Exercise: Rewrite all the records with each "Return" changed to "Give" and nothing else altered. Omit the pictures from your answer.

Provided records:
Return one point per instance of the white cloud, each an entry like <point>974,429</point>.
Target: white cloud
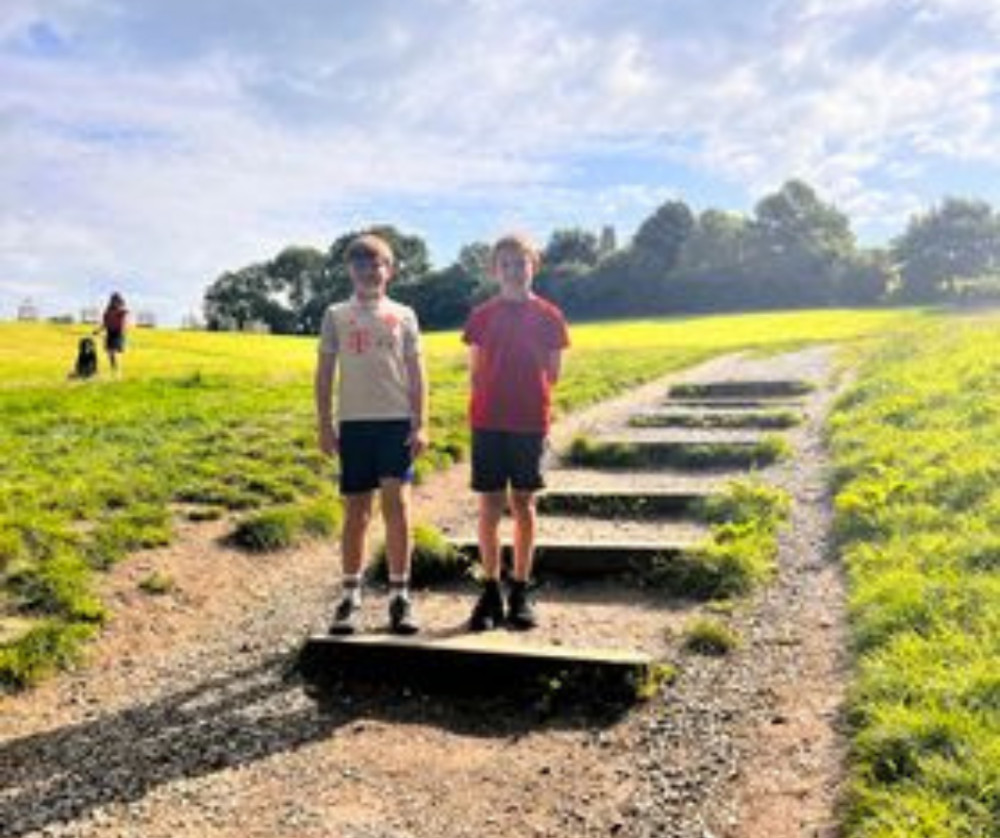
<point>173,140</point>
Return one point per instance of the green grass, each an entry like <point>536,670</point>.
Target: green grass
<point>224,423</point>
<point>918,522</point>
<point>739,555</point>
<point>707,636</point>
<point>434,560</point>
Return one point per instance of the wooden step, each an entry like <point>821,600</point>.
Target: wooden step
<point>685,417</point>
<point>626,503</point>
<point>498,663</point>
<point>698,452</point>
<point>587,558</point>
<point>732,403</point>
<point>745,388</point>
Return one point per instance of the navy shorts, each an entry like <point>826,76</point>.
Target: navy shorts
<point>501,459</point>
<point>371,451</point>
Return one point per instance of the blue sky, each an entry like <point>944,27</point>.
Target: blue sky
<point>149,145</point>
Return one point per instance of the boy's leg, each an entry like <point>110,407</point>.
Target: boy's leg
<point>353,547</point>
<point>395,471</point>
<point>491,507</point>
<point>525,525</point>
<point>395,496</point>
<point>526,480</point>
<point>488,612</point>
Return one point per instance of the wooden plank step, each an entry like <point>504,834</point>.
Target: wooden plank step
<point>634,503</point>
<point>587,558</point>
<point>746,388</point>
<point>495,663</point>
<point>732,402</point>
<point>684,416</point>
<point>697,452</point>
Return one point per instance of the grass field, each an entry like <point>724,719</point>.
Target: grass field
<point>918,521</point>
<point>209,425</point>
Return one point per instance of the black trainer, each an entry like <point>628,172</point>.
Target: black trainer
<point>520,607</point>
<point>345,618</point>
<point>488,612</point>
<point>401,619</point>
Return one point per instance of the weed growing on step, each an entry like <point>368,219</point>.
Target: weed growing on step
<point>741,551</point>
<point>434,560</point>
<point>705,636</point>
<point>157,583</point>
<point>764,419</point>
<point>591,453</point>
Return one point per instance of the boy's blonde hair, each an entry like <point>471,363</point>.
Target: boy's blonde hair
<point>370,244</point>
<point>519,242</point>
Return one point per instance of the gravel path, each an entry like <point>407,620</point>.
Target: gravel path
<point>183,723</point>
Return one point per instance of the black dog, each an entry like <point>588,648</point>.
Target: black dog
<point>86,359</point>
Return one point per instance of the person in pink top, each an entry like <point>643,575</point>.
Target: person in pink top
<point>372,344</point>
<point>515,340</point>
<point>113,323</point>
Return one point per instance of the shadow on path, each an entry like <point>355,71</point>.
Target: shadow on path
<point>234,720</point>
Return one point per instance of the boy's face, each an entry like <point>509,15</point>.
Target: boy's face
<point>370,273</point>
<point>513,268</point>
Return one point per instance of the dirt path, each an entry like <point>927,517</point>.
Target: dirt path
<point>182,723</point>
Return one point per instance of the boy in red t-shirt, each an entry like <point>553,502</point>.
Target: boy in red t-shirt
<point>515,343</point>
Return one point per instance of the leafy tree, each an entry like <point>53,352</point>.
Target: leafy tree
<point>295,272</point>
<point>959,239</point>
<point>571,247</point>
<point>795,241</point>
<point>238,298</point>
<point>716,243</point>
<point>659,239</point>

Answer for the task:
Give one point per instance of the white cloud, each an entry like <point>974,429</point>.
Target: white cloud
<point>173,140</point>
Give one point per instance of the green grass, each an entry like <point>536,670</point>.
Target: green grass
<point>224,423</point>
<point>918,522</point>
<point>739,555</point>
<point>707,636</point>
<point>434,560</point>
Give one point per instance of the wooden step, each an entry like <point>821,600</point>.
Target: wooden step
<point>685,417</point>
<point>626,503</point>
<point>498,663</point>
<point>698,452</point>
<point>587,558</point>
<point>732,403</point>
<point>745,388</point>
Give one point per instance of the navy shorts, each an entry like <point>826,76</point>.
Target: navy shorts
<point>501,459</point>
<point>371,451</point>
Give one point per instance of the blue sky, each an entry like <point>944,27</point>.
Target: blue sky
<point>149,145</point>
Give one point per instance of the boy's leg, each an entry like <point>110,407</point>.
Target: boy's leg
<point>353,547</point>
<point>395,471</point>
<point>491,507</point>
<point>525,525</point>
<point>395,496</point>
<point>526,480</point>
<point>488,612</point>
Give one point per instance of the wooden plank step, each an entry like <point>504,834</point>.
Target: wooden plank step
<point>634,503</point>
<point>587,558</point>
<point>746,388</point>
<point>495,663</point>
<point>732,402</point>
<point>684,416</point>
<point>697,452</point>
Give one point per instance of the grass field, each an entry like <point>724,719</point>.
Target: grass field
<point>918,521</point>
<point>209,425</point>
Give one point per instance of the black trainer, each an entry like <point>628,172</point>.
Target: black trainer
<point>520,607</point>
<point>345,618</point>
<point>488,612</point>
<point>401,619</point>
Give one point per instance of the weed growing on step, each an entry like <point>368,219</point>.
Target: weed growing on step
<point>741,551</point>
<point>434,560</point>
<point>705,636</point>
<point>157,583</point>
<point>764,419</point>
<point>591,453</point>
Give one point per instance of the boy's blonde hair, each an entry like <point>471,363</point>.
Target: boy's blonde hair
<point>370,244</point>
<point>519,242</point>
Give one point per instance of the gravel path, each an entry like <point>407,620</point>.
Target: gravel path
<point>183,723</point>
Give one point per instance of the black dog, each an entry like <point>588,648</point>.
Target: black dog
<point>86,359</point>
Give one point per instance of the person in pink top, each an entry like <point>643,575</point>.
Target: person in pink top
<point>372,344</point>
<point>515,340</point>
<point>113,323</point>
Give one point per instance of the shadow on path, each an entry like <point>355,71</point>.
Target: shadow on path
<point>234,720</point>
Give one point per instance of the boy's face, each an entry like <point>509,15</point>.
Target: boy's face
<point>370,273</point>
<point>513,268</point>
Give one point per instance of the dirt path, each an entry like <point>927,517</point>.
Target: dirt path
<point>182,723</point>
Give one point per instance of the boy in red t-shirt, each an entry like <point>553,502</point>.
Target: boy in red t-shirt
<point>515,343</point>
Give one point per instance of the leafy tree, each an entry like <point>53,352</point>.
Target: leafy tree
<point>295,272</point>
<point>959,239</point>
<point>571,247</point>
<point>795,241</point>
<point>238,298</point>
<point>716,243</point>
<point>659,239</point>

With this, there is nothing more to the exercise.